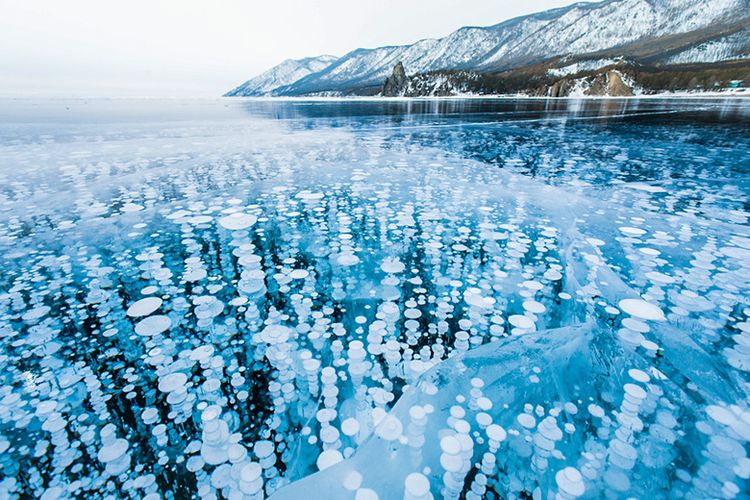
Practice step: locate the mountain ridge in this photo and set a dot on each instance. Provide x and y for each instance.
(565, 32)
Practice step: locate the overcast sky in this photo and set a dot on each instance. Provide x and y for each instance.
(202, 47)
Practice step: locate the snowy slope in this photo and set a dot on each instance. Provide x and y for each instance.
(734, 46)
(285, 73)
(577, 29)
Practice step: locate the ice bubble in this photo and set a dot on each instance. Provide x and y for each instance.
(328, 458)
(632, 231)
(392, 266)
(642, 309)
(389, 428)
(112, 451)
(520, 321)
(299, 274)
(172, 382)
(534, 307)
(366, 494)
(496, 433)
(144, 307)
(570, 481)
(237, 221)
(153, 325)
(417, 485)
(350, 426)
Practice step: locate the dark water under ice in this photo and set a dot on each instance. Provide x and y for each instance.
(480, 298)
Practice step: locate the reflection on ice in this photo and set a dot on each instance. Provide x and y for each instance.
(348, 303)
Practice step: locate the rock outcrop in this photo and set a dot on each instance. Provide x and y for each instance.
(396, 84)
(609, 83)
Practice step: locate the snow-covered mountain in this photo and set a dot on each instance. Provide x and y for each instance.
(285, 73)
(578, 29)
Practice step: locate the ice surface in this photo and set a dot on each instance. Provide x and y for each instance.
(425, 299)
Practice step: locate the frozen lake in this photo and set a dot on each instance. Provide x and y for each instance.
(375, 299)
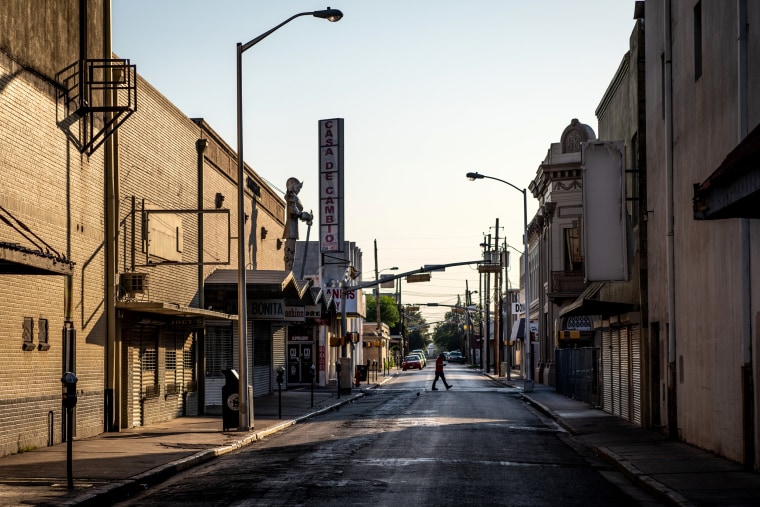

══════════

Return, unchanged, the records from the line containing "Practice step: locate the snow-covered" through the end of the records, with the pictures left out.

Practice step: locate the snow-covered mountain in this photo and set a dot on each instance. Provide x and y for each instance.
(285, 73)
(578, 29)
Practice step: locate the ice surface in this photo and set a dot on each instance. Provide x and y for each instance.
(425, 299)
Practice step: locate the frozen lake in this photo and set a dot on each instance. Provide x and y for each instance.
(375, 299)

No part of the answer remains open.